──────── Record set

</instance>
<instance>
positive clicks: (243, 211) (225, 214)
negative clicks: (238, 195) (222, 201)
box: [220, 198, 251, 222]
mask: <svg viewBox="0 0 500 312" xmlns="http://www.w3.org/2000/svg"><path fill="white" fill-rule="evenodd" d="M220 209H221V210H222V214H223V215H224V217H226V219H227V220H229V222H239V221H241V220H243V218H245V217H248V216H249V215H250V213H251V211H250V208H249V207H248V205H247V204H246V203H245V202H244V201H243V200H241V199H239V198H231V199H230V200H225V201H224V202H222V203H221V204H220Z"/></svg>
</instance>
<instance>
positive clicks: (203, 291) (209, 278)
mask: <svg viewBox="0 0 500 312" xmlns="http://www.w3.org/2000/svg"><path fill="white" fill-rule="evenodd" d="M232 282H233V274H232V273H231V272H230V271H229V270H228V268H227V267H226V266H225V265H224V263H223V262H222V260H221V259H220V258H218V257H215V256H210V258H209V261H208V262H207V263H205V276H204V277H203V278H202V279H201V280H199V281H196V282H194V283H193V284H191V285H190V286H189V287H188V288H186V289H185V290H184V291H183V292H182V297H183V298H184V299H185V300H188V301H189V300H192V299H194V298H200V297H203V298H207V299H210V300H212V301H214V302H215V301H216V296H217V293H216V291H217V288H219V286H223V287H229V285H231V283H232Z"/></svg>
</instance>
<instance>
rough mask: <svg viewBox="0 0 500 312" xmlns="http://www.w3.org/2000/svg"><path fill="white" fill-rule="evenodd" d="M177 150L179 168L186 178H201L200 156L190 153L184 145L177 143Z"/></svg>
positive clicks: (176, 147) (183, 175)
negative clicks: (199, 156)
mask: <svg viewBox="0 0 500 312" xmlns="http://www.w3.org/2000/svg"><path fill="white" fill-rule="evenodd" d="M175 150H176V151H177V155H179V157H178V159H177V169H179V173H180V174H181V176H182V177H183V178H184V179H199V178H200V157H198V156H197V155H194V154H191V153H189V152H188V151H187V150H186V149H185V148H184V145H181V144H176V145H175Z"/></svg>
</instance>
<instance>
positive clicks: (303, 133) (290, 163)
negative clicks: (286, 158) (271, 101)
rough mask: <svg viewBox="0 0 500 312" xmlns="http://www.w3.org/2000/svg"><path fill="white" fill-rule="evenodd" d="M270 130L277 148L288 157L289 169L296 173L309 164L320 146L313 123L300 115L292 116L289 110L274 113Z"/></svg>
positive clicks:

────────────────

# Action item
Copy every one of the entries above, reproducing each line character for character.

# Exercise result
</instance>
<instance>
positive clicks: (243, 211) (225, 214)
negative clicks: (238, 195) (222, 201)
box: [220, 198, 251, 222]
mask: <svg viewBox="0 0 500 312" xmlns="http://www.w3.org/2000/svg"><path fill="white" fill-rule="evenodd" d="M220 209H221V210H222V214H223V215H224V217H226V219H227V220H229V222H239V221H241V220H243V218H245V217H248V216H249V215H250V213H251V211H250V208H249V207H248V205H247V204H246V203H245V202H244V201H243V200H241V199H239V198H231V199H230V200H225V201H224V202H222V203H221V204H220Z"/></svg>
</instance>
<instance>
positive clicks: (203, 291) (209, 278)
mask: <svg viewBox="0 0 500 312" xmlns="http://www.w3.org/2000/svg"><path fill="white" fill-rule="evenodd" d="M232 282H233V274H232V273H231V272H230V271H229V270H228V268H227V267H226V266H225V265H224V263H223V262H222V260H221V259H220V258H218V257H215V256H210V258H209V261H208V262H207V263H205V276H204V277H203V278H202V279H201V280H199V281H196V282H194V283H193V284H191V285H190V286H189V287H188V288H186V289H185V290H184V291H183V292H182V297H183V298H184V299H185V300H188V301H189V300H192V299H194V298H200V297H203V298H207V299H210V300H212V301H214V302H215V301H216V296H217V293H216V291H217V288H219V286H223V287H229V285H231V283H232Z"/></svg>
</instance>
<instance>
rough mask: <svg viewBox="0 0 500 312" xmlns="http://www.w3.org/2000/svg"><path fill="white" fill-rule="evenodd" d="M177 150L179 168L186 178H201L200 156L190 153L184 145L177 143Z"/></svg>
positive clicks: (176, 147) (183, 175)
negative clicks: (199, 156)
mask: <svg viewBox="0 0 500 312" xmlns="http://www.w3.org/2000/svg"><path fill="white" fill-rule="evenodd" d="M175 150H176V151H177V155H179V157H178V159H177V169H179V173H180V174H181V176H182V177H183V178H184V179H199V178H200V157H198V156H197V155H194V154H191V153H189V152H188V151H187V150H186V149H185V148H184V145H181V144H176V145H175Z"/></svg>
</instance>
<instance>
positive clicks: (303, 133) (290, 163)
negative clicks: (286, 158) (271, 101)
rough mask: <svg viewBox="0 0 500 312" xmlns="http://www.w3.org/2000/svg"><path fill="white" fill-rule="evenodd" d="M270 130L277 148L288 157L289 169L296 173L309 164L320 146L313 123L300 115L292 116L289 110L274 113Z"/></svg>
positive clicks:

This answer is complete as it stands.